--- START Dataset records ---

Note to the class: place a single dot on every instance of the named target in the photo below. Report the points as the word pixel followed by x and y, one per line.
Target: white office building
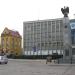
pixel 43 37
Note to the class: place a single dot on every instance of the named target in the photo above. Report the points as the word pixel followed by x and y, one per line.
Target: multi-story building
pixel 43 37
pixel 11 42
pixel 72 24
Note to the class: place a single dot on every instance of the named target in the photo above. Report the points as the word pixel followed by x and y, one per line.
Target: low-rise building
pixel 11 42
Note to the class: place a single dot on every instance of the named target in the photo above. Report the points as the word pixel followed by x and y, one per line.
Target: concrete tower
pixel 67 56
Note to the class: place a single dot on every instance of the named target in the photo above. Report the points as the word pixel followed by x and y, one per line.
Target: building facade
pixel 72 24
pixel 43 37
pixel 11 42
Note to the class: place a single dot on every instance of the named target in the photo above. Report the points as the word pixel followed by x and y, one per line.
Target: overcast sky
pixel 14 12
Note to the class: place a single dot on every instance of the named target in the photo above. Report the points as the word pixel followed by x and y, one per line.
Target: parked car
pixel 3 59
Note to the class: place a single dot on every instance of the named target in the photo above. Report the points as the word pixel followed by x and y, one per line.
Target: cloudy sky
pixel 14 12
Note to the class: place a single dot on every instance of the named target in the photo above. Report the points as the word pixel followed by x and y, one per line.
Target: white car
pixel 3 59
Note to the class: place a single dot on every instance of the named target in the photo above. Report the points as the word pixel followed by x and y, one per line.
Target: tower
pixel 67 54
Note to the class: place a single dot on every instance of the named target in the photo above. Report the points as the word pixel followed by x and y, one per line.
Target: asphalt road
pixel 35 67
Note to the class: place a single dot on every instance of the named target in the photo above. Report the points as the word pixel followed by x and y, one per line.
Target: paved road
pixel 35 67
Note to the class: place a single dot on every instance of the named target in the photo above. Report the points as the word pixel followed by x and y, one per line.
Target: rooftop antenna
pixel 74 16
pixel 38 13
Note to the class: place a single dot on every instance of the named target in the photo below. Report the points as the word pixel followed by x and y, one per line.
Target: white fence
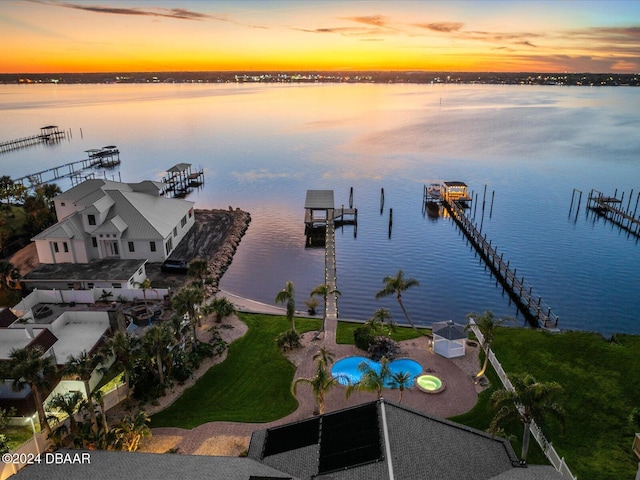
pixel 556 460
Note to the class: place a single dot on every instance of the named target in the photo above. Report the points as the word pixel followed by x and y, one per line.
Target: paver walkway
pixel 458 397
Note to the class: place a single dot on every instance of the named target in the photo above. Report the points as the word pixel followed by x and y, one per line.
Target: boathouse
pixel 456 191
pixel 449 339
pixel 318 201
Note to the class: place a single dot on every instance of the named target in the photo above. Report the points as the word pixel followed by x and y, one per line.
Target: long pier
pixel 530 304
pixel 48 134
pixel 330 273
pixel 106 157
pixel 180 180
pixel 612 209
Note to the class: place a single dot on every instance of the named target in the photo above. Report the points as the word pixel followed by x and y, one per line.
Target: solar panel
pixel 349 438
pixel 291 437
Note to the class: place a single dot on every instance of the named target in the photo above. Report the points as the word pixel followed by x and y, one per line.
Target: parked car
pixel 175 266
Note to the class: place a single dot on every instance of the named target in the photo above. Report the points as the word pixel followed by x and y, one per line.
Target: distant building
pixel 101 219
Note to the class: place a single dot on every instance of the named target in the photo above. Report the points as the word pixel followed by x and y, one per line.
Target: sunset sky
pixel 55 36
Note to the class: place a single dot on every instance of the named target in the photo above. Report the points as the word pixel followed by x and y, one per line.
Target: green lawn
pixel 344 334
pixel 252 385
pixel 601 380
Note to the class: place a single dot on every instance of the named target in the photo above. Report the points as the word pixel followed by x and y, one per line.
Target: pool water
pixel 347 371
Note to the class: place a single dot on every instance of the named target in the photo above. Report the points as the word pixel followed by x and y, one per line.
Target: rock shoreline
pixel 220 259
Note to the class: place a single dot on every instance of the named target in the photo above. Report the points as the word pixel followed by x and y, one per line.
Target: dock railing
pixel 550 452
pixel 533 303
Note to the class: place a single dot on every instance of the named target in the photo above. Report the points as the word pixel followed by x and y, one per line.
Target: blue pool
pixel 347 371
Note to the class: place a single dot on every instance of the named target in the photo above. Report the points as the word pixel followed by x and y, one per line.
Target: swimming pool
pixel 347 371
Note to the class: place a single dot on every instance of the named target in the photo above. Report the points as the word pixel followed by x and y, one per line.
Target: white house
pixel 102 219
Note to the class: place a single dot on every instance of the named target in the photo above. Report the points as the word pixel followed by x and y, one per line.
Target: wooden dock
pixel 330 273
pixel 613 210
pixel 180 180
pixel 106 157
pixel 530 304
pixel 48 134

--- END Dataset records ---

What to work on =
Write out the entries again, exactly as given, skipping any images.

Output for this task =
Note to the class: place a single dot on every instance of the named target in the photo below. Report the points as the word pixel followed by x and y, one per line.
Target: white office building
pixel 43 37
Note to the class: place a single dot on every instance of the named target in the photo above. Report the points as the word pixel followed by x and y, one per line.
Target: multi-story building
pixel 43 37
pixel 11 42
pixel 72 24
Note to the class: place a single dot on every instance of the named target in the photo above. Report the points as the word pixel followed by x and y, one per line.
Target: low-rise building
pixel 11 42
Note to the class: place a single dot on every instance of the named target in the photo above. Report the points as the word pixel followed by x and y, one per line.
Target: concrete tower
pixel 67 56
Note to the class: place a single dot on every instance of the named target in the photo above. Report the points as the word pixel followed by x and y, one per line.
Target: building facade
pixel 72 24
pixel 43 37
pixel 11 42
Note to the class: place a single dot on every instance of the named target in the photo above. Report the points as the word pixel followed by x and y, one per line.
Target: overcast sky
pixel 14 12
Note to the class: place a single dot on every instance of the named target in the photo above. Report the points as the word pixel followed by x and y, one per line.
Target: parked car
pixel 3 59
Note to the class: place a single dot on every instance of the named target in the photo above. Report the points as the word pixel followed by x and y, one per line.
Target: cloudy sky
pixel 14 12
Note to the class: place a single dot on every instance of the named target in the photo above. Report the points as the word pixel followed by x and y, one per line.
Target: white car
pixel 3 59
Note to the class: place a single dot on every instance of the named target in the photo above. Report the points as the word pixel followed by x and y, one per line.
Target: tower
pixel 67 54
Note to the class: place a single dot on every instance of the named target in the photo above. Report the points as the word pixel followed by x and y, one per line.
Target: asphalt road
pixel 35 67
Note to the class: place a single dot on every instance of the named target in the photo above. Report the points as the word pixel followed by x and y, one per line.
Target: paved road
pixel 35 67
Note to the class: place a single dot on every instance of the named target in the photo above. Report the points as the word pixel followed by x and y, one per line.
Target: rooftop antenna
pixel 74 16
pixel 38 13
Note to the class: place a single dot on every instance of the named target in the photo below. Report the points as the word pixel followed by x and y, one per line.
Target: white fence
pixel 556 460
Note to the class: place a single dot on every instance of the named target in the photo above. Report the points as the word pixel followed by x and y, one per line.
Target: paver walkway
pixel 458 397
Note to the class: place a single dot on every instance of the named target in the photo above. Report the points as the word pixel followed by x and y, one per line.
Target: boathouse
pixel 456 191
pixel 449 339
pixel 318 201
Note to the class: place a single dot on every instance of the named target in the photo above. Report the points as the word pixel followed by x and y, one per line.
Target: long pier
pixel 530 304
pixel 48 134
pixel 330 273
pixel 106 157
pixel 180 180
pixel 612 209
Note to the class: place a single dot on every instance of the named target in the photo above. Report the points as the word pixel followed by x and y, one per line.
Target: solar panel
pixel 349 438
pixel 291 437
Note to the class: place a single dot on every instance of the named target in the photo above. Report the points as the word pixel followed by x and y, one per line.
Target: parked car
pixel 175 266
Note to the class: place a single dot on every instance of the named target in the photo above. Report the points as the word pixel followed by x and y, one per line.
Target: distant building
pixel 101 219
Note to the class: place a single dot on every instance of the named target in the photo above. Report the points as the word pixel followed by x and y, one per line.
Target: sunset sky
pixel 55 36
Note to the class: place a single dot on every instance of the named target in the photo above. Report the points as the word pixel followed by x and y, one per line.
Target: green lawn
pixel 344 334
pixel 252 385
pixel 601 380
Note to the class: place a single dot on every instance of the named target in the photo above. Report the points as the word pixel followed by x and y, one per line.
Target: pool water
pixel 347 371
Note to the class: place a single dot on every instance of the named target in the photo above. Report the points as the word pixel followed by x and y, one per line.
Target: rock shoreline
pixel 220 259
Note to the class: place a single dot on every instance of the named target in the photo above. Report the points as the word pixel followed by x and y, one per line.
Target: dock railing
pixel 550 452
pixel 533 303
Note to the class: place a single dot on every instance of the named target in the photo above. Report the points as the word pixel followed by x and y, one per line.
Target: blue pool
pixel 347 371
Note to the class: place a single dot on every instance of the named target in the photo above. Report the points as the word pixel followed by x and y, one per line.
Target: swimming pool
pixel 347 371
Note to the class: place a single dot on every instance of the named target in the photo above. Report the points as the word pixel followed by x and y, one per line.
Target: white house
pixel 102 219
Note to the class: place a single dot on every instance of the named target in the photo above. Report the points as the word pixel followed by x and y, one per line.
Target: wooden dock
pixel 330 273
pixel 613 210
pixel 180 180
pixel 106 157
pixel 530 304
pixel 48 134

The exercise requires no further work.